■ Dettagli esercizio: Trascrivi senza modifiche la parte del brano su Tod Browning che inizia con le parole "Il tema, una" e si ferma dopo le parole "etnica nell’Africa coloniale.".

■ Brano fornito:
▼▼▼

L’illuminismo del fantastico
Tod Browning, che, appena sedicenne, era fuggito di casa per lavorare come circense a seguito di una compagnia itinerante, rimase sempre attratto dall’idea della diversità, della disabilità fisica, e di quella che, ai suoi tempi, si sarebbe definita “deformità”.
Il tema, una vera ossessione della sua carriera di regista negli anni del muto, prese forma con particolare evidenza attraverso le mirabili collaborazioni con Lon Chaney, l’attore che più di tutti diede (il proprio) corpo all’ideale del trucco realistico, spingendosi ai confini della tortura personale. Si dovranno ricordare in particolare “Lo sconosciuto” (1927), considerato da molti il capolavoro assoluto del regista, e il terribile “La serpe di Zanzibar” (1928), dove alla tragedia dell’emarginazione del mutilo si associa il racconto dello sfruttamento su base etnica nell’Africa coloniale.
In questo senso, secondo Enrico Ghezzi, la coppia Browning-Chaney sviluppa un potente manifesto artistico, diremmo forse mélièsiano, all’insegna di una forma oscura di illuminismo nella quale l’orrore diventa perfettamente credibile, veritiero, tangibile.
“Freaks” rappresenta davvero il punto ultimo di approdo di questa esperienza indigesta, dove il raccapriccio nello spettatore è raggiunto senza effetti visivi o trucchi, ma, come si farebbe al circo, “mostrando portenti”.

▲▲▲

■ Record del dataset:
▼▼▼

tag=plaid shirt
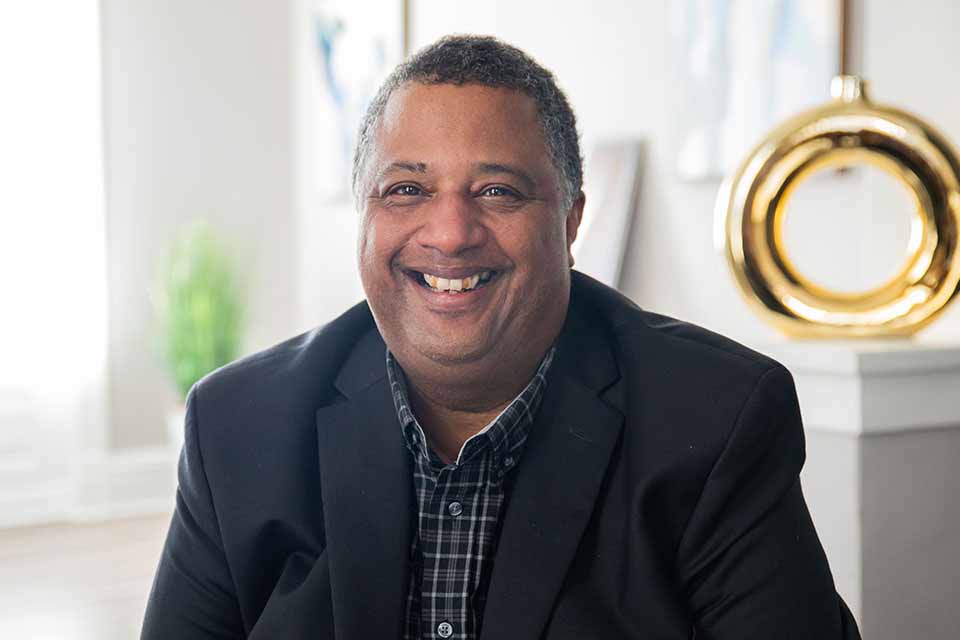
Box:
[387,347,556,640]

▲▲▲
▼▼▼

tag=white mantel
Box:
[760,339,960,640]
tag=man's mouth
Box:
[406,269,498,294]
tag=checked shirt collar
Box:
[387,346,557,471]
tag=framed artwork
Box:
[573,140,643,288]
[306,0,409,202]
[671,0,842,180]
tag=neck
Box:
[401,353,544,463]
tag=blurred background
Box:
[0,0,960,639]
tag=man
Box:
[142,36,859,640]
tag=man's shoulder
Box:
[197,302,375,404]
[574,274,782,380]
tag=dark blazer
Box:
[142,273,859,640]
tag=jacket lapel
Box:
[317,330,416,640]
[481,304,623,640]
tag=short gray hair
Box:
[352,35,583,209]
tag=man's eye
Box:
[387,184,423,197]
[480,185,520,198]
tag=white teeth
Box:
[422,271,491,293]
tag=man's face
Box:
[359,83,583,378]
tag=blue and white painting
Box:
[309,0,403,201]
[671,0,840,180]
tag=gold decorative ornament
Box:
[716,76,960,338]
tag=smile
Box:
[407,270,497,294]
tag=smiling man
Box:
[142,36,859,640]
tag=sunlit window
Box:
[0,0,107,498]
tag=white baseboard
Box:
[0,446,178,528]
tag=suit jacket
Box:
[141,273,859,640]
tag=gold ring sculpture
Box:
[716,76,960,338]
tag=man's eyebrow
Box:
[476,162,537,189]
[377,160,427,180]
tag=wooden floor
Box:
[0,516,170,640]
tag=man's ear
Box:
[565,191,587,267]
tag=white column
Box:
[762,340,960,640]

▲▲▲
▼▼▼

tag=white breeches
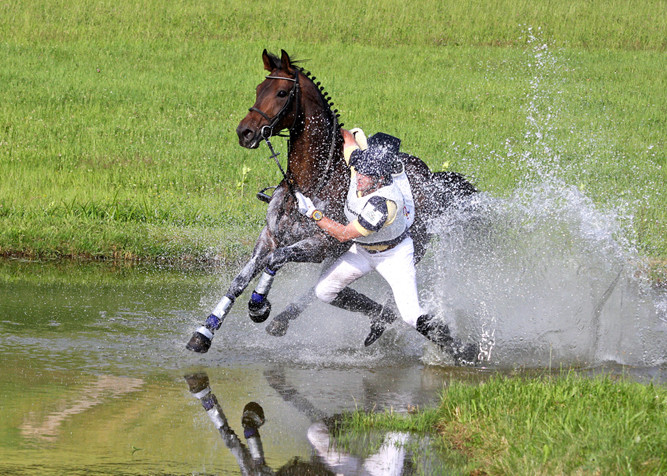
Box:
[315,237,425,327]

▲▲▲

■ Risposta completa:
Il tema, una vera ossessione della sua carriera di regista negli anni del muto, prese forma con particolare evidenza attraverso le mirabili collaborazioni con Lon Chaney, l’attore che più di tutti diede (il proprio) corpo all’ideale del trucco realistico, spingendosi ai confini della tortura personale. Si dovranno ricordare in particolare “Lo sconosciuto” (1927), considerato da molti il capolavoro assoluto del regista, e il terribile “La serpe di Zanzibar” (1928), dove alla tragedia dell’emarginazione del mutilo si associa il racconto dello sfruttamento su base etnica nell’Africa coloniale.